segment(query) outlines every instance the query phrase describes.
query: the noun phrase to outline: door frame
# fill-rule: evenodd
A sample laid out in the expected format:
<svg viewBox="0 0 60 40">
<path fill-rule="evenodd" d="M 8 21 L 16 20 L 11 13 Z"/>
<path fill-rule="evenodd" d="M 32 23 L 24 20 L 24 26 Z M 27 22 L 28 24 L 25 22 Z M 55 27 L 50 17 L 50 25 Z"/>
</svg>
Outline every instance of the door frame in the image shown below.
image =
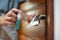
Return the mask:
<svg viewBox="0 0 60 40">
<path fill-rule="evenodd" d="M 53 0 L 47 0 L 47 40 L 54 40 Z"/>
</svg>

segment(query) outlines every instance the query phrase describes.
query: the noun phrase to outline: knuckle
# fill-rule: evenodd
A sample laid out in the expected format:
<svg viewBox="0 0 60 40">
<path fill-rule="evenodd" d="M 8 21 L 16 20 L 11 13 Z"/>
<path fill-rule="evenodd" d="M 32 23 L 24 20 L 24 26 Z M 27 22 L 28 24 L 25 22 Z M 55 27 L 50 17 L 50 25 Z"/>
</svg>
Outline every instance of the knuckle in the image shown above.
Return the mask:
<svg viewBox="0 0 60 40">
<path fill-rule="evenodd" d="M 12 17 L 10 17 L 10 20 L 12 20 L 13 18 Z"/>
<path fill-rule="evenodd" d="M 17 15 L 16 15 L 16 14 L 13 14 L 13 17 L 14 17 L 14 18 L 17 18 Z"/>
<path fill-rule="evenodd" d="M 16 16 L 16 14 L 15 14 L 15 13 L 13 13 L 13 16 Z"/>
<path fill-rule="evenodd" d="M 7 24 L 9 24 L 9 23 L 8 23 L 8 21 L 4 21 L 4 24 L 7 25 Z"/>
<path fill-rule="evenodd" d="M 16 22 L 16 19 L 14 19 L 14 21 Z"/>
<path fill-rule="evenodd" d="M 12 8 L 12 11 L 16 10 L 16 8 Z"/>
<path fill-rule="evenodd" d="M 16 22 L 16 19 L 15 18 L 13 18 L 13 20 L 12 20 L 13 22 Z"/>
</svg>

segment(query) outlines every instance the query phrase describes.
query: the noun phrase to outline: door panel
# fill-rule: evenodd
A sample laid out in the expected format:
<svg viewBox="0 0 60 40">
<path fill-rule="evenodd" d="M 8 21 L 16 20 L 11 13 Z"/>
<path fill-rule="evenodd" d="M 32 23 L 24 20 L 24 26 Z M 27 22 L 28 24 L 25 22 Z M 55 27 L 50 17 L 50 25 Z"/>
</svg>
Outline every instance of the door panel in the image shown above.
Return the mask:
<svg viewBox="0 0 60 40">
<path fill-rule="evenodd" d="M 29 0 L 29 2 L 36 3 L 40 5 L 40 12 L 42 15 L 46 15 L 46 3 L 45 0 Z M 25 2 L 26 3 L 26 2 Z M 19 6 L 19 9 L 23 8 L 24 4 L 22 3 Z M 31 28 L 27 28 L 27 25 L 29 24 L 25 20 L 21 20 L 20 28 L 18 30 L 18 39 L 19 40 L 46 40 L 46 25 L 45 25 L 46 19 L 40 20 L 40 24 L 37 26 L 32 26 Z"/>
</svg>

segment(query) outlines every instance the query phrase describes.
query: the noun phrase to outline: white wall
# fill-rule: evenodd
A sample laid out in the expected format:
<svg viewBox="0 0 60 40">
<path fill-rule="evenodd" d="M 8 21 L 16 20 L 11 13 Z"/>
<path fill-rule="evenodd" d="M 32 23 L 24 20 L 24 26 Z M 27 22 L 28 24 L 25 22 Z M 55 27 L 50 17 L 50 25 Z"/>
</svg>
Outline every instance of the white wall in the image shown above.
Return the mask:
<svg viewBox="0 0 60 40">
<path fill-rule="evenodd" d="M 60 0 L 54 0 L 54 40 L 60 40 Z"/>
</svg>

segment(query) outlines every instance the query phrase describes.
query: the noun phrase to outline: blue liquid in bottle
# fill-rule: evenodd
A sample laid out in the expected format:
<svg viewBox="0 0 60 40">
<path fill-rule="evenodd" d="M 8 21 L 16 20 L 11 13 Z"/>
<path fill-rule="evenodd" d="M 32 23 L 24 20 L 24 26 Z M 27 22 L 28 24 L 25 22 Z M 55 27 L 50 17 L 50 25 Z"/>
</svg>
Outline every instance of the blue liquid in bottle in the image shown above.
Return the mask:
<svg viewBox="0 0 60 40">
<path fill-rule="evenodd" d="M 14 30 L 18 30 L 19 29 L 19 24 L 20 24 L 20 20 L 16 21 L 16 25 L 14 27 Z"/>
<path fill-rule="evenodd" d="M 17 15 L 17 21 L 16 21 L 16 25 L 14 27 L 14 30 L 18 30 L 19 29 L 20 18 L 21 18 L 21 15 L 20 15 L 20 13 L 18 13 L 18 15 Z"/>
</svg>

□ □ □ □ □

## INSTRUCTIONS TO FOLLOW
Go through the material above and retype every line exactly, without the images.

## YOUR RESPONSE
segment(query) outlines every instance the query phrase describes.
query: the noun phrase to outline: door frame
# fill-rule: evenodd
A sample laid out in the expected format:
<svg viewBox="0 0 60 40">
<path fill-rule="evenodd" d="M 8 21 L 16 20 L 11 13 Z"/>
<path fill-rule="evenodd" d="M 32 23 L 24 20 L 24 26 Z M 27 22 L 28 24 L 25 22 Z M 55 27 L 50 17 L 50 25 Z"/>
</svg>
Outline every instance of the door frame in the image shown below.
image =
Return the mask:
<svg viewBox="0 0 60 40">
<path fill-rule="evenodd" d="M 53 0 L 47 0 L 47 40 L 54 40 Z"/>
</svg>

segment(query) outlines every instance the query phrase describes.
query: the noun phrase to outline: knuckle
# fill-rule: evenodd
A sample laid out in the expected format:
<svg viewBox="0 0 60 40">
<path fill-rule="evenodd" d="M 8 21 L 16 20 L 11 13 Z"/>
<path fill-rule="evenodd" d="M 32 23 L 24 20 L 24 26 Z M 27 22 L 28 24 L 25 22 Z M 55 27 L 50 17 L 50 25 Z"/>
</svg>
Outline every instance of the knuckle in the image shown above.
Return the mask:
<svg viewBox="0 0 60 40">
<path fill-rule="evenodd" d="M 12 17 L 10 17 L 10 20 L 12 20 L 13 18 Z"/>
<path fill-rule="evenodd" d="M 17 15 L 16 15 L 16 14 L 13 14 L 13 17 L 14 17 L 14 18 L 17 18 Z"/>
<path fill-rule="evenodd" d="M 16 16 L 16 14 L 15 14 L 15 13 L 13 13 L 13 16 Z"/>
<path fill-rule="evenodd" d="M 7 24 L 9 24 L 9 23 L 8 23 L 8 21 L 4 21 L 4 24 L 7 25 Z"/>
<path fill-rule="evenodd" d="M 16 22 L 16 19 L 14 19 L 14 21 Z"/>
<path fill-rule="evenodd" d="M 12 8 L 12 11 L 16 10 L 16 8 Z"/>
<path fill-rule="evenodd" d="M 16 22 L 16 19 L 15 18 L 13 18 L 13 20 L 12 20 L 13 22 Z"/>
</svg>

segment(query) outlines every instance the query phrase describes.
query: the noun phrase to outline: door panel
# fill-rule: evenodd
A sample laid out in the expected format:
<svg viewBox="0 0 60 40">
<path fill-rule="evenodd" d="M 8 21 L 16 20 L 11 13 Z"/>
<path fill-rule="evenodd" d="M 32 23 L 24 20 L 24 26 Z M 27 22 L 28 24 L 25 22 Z M 55 27 L 50 17 L 50 25 Z"/>
</svg>
Outline every instance of the door panel in the image shown above.
Return the mask:
<svg viewBox="0 0 60 40">
<path fill-rule="evenodd" d="M 29 0 L 29 2 L 36 3 L 40 5 L 40 12 L 42 15 L 46 15 L 46 3 L 45 0 Z M 25 2 L 26 3 L 26 2 Z M 19 6 L 19 9 L 23 8 L 24 4 L 22 3 Z M 31 28 L 27 28 L 27 25 L 29 24 L 25 20 L 21 20 L 20 28 L 18 30 L 18 39 L 19 40 L 46 40 L 46 25 L 45 25 L 46 19 L 40 20 L 40 24 L 37 26 L 32 26 Z"/>
</svg>

segment(query) outlines every instance the query phrase describes.
query: the noun phrase to outline: white wall
# fill-rule: evenodd
A sample laid out in the expected format:
<svg viewBox="0 0 60 40">
<path fill-rule="evenodd" d="M 8 21 L 16 20 L 11 13 Z"/>
<path fill-rule="evenodd" d="M 32 23 L 24 20 L 24 26 Z M 27 22 L 28 24 L 25 22 Z M 55 27 L 50 17 L 50 25 Z"/>
</svg>
Outline every instance of the white wall in the image shown above.
Return the mask:
<svg viewBox="0 0 60 40">
<path fill-rule="evenodd" d="M 60 0 L 54 0 L 54 40 L 60 40 Z"/>
</svg>

segment(query) outlines every instance the query phrase describes.
query: the noun phrase to outline: blue liquid in bottle
# fill-rule: evenodd
A sample laid out in the expected format:
<svg viewBox="0 0 60 40">
<path fill-rule="evenodd" d="M 8 21 L 16 20 L 11 13 Z"/>
<path fill-rule="evenodd" d="M 32 23 L 24 20 L 24 26 Z M 27 22 L 28 24 L 25 22 Z M 55 27 L 50 17 L 50 25 Z"/>
</svg>
Outline every instance of the blue liquid in bottle in the image shown above.
Return the mask:
<svg viewBox="0 0 60 40">
<path fill-rule="evenodd" d="M 14 30 L 18 30 L 19 29 L 19 24 L 20 24 L 20 20 L 16 21 L 16 25 L 14 27 Z"/>
<path fill-rule="evenodd" d="M 17 15 L 17 21 L 16 21 L 16 25 L 14 27 L 14 30 L 18 30 L 19 29 L 20 18 L 21 18 L 21 15 L 20 15 L 20 13 L 18 13 L 18 15 Z"/>
</svg>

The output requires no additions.